What is required >> Please pick out each line in the entries below that contains the word "claw", and copy those lines.

Information shown >>
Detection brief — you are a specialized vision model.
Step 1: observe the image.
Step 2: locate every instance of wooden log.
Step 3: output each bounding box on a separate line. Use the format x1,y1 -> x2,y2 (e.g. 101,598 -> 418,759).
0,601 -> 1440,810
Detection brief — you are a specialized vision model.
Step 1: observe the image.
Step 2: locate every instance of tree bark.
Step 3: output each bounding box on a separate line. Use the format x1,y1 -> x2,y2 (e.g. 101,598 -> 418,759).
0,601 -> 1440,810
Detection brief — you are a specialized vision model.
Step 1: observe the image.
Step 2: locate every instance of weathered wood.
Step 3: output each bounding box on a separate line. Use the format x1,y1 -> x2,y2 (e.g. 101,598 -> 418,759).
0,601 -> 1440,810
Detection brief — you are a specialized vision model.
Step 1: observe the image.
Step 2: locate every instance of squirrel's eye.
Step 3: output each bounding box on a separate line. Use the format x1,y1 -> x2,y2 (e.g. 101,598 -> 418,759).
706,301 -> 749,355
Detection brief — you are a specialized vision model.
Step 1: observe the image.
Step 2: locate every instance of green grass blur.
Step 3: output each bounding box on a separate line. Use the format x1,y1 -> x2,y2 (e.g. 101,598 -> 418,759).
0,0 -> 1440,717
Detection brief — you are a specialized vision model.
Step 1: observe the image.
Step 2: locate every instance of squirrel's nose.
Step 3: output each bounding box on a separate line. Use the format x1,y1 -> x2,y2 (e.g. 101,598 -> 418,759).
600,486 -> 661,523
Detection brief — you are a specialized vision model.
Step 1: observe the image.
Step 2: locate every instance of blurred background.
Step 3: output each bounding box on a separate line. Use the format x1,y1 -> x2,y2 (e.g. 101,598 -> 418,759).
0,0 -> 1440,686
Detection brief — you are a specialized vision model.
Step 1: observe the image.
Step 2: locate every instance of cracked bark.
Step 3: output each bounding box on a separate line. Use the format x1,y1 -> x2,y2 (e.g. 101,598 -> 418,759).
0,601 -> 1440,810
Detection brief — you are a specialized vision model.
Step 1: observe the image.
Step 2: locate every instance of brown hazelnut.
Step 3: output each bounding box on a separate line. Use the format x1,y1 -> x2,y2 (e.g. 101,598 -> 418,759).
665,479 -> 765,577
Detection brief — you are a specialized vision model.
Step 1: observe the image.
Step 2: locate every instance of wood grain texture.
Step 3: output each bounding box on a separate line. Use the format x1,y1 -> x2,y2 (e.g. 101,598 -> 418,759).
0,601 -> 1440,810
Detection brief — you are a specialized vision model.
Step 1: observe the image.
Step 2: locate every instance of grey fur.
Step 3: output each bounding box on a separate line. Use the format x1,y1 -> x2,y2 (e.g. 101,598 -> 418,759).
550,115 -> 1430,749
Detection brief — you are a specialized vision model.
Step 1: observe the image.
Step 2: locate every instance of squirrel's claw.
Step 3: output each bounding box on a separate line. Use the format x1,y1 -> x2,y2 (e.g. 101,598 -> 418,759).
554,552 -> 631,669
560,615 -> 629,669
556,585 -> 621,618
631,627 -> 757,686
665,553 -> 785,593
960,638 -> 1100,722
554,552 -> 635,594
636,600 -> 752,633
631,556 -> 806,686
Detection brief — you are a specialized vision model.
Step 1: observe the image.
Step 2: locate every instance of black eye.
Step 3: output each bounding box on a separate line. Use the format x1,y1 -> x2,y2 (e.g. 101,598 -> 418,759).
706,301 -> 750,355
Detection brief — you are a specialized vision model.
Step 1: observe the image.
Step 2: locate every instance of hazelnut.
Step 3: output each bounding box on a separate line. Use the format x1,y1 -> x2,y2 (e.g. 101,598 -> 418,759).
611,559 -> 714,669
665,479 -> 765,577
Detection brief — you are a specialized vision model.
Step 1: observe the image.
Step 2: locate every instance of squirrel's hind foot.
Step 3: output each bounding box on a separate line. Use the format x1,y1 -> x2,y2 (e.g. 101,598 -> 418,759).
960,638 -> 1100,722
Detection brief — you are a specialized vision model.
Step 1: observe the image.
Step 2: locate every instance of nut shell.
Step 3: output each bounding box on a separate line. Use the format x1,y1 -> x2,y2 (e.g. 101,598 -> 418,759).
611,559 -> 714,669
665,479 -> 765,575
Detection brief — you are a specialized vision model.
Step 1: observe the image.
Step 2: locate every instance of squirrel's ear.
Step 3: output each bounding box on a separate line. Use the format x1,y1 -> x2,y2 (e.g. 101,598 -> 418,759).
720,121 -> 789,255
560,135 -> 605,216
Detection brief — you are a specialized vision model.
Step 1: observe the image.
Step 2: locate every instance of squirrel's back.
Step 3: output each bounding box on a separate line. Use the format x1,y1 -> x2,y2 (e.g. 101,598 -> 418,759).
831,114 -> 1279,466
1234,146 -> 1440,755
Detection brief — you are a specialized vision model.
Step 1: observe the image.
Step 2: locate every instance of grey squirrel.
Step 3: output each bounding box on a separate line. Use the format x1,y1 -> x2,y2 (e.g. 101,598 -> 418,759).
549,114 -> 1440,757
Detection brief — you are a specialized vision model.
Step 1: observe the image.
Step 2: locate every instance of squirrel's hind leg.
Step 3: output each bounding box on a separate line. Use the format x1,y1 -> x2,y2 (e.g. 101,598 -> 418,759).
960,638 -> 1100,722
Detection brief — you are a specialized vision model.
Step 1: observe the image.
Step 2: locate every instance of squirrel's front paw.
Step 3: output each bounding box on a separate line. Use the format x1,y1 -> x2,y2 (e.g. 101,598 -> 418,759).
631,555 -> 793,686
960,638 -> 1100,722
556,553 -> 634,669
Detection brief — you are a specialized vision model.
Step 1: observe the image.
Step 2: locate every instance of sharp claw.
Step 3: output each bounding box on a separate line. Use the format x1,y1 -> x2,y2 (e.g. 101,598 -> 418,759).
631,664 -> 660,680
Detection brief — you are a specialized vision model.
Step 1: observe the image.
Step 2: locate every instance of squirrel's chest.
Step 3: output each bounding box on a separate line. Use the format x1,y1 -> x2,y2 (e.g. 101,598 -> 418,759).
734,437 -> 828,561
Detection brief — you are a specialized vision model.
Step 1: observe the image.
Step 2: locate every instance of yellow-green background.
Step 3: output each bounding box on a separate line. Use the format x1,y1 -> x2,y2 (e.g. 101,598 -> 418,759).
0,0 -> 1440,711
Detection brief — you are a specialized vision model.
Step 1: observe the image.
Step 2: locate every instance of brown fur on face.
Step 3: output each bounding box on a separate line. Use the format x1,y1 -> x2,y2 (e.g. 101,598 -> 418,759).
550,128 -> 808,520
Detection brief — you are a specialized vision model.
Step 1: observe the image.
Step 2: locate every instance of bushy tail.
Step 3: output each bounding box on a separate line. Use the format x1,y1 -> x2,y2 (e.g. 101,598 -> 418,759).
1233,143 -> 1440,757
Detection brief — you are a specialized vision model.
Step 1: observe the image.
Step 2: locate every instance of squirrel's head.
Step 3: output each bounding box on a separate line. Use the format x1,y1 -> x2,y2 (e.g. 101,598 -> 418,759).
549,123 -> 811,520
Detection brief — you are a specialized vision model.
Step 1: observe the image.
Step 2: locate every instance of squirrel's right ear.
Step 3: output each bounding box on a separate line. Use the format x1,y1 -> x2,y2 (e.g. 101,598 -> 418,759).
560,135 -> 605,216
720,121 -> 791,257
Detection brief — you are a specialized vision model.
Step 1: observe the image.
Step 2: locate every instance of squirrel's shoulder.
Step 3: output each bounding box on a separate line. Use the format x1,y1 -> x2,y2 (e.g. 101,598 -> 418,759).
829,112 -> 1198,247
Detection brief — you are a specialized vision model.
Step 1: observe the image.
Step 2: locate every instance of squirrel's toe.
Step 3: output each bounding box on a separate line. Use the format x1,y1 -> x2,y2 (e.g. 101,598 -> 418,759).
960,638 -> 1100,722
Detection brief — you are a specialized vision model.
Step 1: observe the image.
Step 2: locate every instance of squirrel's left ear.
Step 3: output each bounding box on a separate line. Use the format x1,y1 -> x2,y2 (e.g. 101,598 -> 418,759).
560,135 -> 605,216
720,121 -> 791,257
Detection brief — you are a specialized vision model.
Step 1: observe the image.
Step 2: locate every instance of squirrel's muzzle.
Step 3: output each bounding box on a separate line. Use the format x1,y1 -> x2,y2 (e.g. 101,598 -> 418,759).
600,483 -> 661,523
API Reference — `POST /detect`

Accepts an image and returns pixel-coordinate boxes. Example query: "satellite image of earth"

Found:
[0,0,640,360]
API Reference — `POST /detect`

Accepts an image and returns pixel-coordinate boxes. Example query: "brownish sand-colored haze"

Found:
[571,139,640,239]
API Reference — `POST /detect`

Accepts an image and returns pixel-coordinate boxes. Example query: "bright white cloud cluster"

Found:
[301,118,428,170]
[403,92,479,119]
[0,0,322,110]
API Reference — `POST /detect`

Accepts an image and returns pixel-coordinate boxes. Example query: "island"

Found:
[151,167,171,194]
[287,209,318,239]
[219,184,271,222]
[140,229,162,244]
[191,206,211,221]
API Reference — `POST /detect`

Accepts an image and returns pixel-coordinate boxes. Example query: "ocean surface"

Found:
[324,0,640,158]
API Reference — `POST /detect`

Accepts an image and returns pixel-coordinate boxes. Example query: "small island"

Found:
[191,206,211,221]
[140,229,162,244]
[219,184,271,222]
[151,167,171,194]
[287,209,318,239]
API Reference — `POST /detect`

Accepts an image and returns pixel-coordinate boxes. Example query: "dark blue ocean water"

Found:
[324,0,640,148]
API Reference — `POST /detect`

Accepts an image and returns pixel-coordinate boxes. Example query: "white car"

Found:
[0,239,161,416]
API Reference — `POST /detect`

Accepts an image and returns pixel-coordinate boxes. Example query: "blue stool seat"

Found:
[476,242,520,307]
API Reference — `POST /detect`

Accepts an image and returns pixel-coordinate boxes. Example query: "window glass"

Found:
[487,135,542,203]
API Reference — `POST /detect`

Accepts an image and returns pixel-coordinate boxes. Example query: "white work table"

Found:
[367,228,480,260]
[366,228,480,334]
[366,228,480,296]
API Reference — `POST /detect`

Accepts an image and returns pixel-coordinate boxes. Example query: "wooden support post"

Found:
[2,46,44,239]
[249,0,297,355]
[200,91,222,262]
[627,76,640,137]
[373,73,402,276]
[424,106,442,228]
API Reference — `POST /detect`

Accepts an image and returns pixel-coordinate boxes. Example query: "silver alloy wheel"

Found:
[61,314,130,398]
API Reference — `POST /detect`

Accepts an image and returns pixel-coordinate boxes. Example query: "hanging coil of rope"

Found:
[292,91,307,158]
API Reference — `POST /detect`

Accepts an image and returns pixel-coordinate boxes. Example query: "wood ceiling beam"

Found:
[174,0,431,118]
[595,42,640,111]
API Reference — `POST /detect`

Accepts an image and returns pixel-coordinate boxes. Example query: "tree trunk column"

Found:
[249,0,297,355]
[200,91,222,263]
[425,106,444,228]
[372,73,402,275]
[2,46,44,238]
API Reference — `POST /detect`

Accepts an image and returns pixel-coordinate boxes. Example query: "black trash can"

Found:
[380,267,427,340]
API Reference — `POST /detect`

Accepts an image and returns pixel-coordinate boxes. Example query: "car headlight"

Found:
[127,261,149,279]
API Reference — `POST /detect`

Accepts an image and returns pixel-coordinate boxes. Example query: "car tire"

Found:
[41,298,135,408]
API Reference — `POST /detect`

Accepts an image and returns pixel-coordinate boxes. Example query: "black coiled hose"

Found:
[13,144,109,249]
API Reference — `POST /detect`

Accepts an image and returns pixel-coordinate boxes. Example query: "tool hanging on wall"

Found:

Answer to the problem >>
Step 2: locate every instance of squirrel's claw.
Step 2: locate every instance of sharp claw.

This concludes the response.